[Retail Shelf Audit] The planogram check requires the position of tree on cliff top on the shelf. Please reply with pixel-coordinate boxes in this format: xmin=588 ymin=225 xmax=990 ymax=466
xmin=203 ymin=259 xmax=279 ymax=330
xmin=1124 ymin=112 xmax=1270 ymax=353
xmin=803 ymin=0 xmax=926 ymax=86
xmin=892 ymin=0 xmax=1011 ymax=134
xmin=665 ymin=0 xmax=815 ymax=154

◆ ◆ ◆ ◆

> What is needed: Reproduce every item above verbatim, keeping each line intact and in its original order.

> Expected output:
[Retail Shelf Audit] The planogram check requires the position of tree on cliff top on the shelf. Please reply with pixel-coordinate boxes in this format: xmin=588 ymin=225 xmax=990 ymax=466
xmin=203 ymin=259 xmax=279 ymax=330
xmin=1124 ymin=112 xmax=1270 ymax=353
xmin=803 ymin=0 xmax=926 ymax=86
xmin=892 ymin=0 xmax=1011 ymax=134
xmin=665 ymin=0 xmax=815 ymax=154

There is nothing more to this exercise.